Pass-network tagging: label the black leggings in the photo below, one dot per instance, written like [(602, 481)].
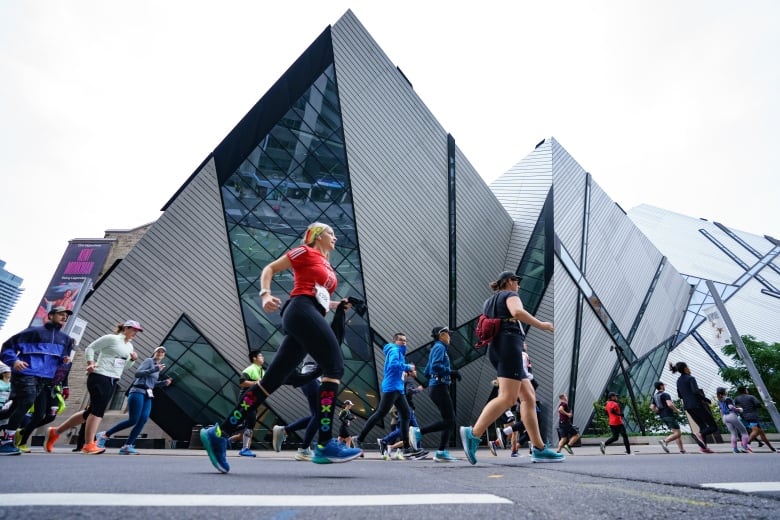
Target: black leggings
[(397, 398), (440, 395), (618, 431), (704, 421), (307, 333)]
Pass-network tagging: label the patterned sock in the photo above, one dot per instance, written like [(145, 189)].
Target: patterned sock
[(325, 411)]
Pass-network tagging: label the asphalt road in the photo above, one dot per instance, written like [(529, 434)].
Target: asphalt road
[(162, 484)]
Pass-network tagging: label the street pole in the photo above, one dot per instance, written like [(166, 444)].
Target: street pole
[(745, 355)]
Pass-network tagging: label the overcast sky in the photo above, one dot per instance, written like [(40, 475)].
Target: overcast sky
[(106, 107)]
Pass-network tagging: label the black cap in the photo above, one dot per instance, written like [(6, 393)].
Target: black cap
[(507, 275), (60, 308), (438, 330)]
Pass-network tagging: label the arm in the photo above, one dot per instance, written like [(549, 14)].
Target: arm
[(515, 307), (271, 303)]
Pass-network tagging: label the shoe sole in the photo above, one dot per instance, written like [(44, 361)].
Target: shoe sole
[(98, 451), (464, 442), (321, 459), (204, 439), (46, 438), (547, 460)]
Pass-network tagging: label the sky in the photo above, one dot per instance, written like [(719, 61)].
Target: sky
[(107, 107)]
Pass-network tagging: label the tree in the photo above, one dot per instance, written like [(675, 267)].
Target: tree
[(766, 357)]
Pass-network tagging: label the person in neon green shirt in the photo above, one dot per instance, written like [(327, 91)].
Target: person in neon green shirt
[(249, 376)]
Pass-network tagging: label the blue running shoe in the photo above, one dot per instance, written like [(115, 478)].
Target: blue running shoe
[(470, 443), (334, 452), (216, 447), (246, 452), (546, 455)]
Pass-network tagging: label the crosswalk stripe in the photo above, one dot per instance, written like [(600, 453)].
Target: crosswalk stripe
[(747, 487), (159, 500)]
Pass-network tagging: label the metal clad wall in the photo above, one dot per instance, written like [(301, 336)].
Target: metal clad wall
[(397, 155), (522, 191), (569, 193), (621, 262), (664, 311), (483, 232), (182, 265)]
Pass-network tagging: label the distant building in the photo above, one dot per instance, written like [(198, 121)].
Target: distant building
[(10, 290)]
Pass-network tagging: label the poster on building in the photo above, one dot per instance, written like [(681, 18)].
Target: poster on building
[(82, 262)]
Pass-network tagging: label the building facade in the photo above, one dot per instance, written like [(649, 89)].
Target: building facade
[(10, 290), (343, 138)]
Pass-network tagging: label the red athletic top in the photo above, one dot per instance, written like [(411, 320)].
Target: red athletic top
.....
EXERCISE:
Say how many lines of the data include the word "athletic". Respond with the number alone.

ANSWER TO THIS EXERCISE:
2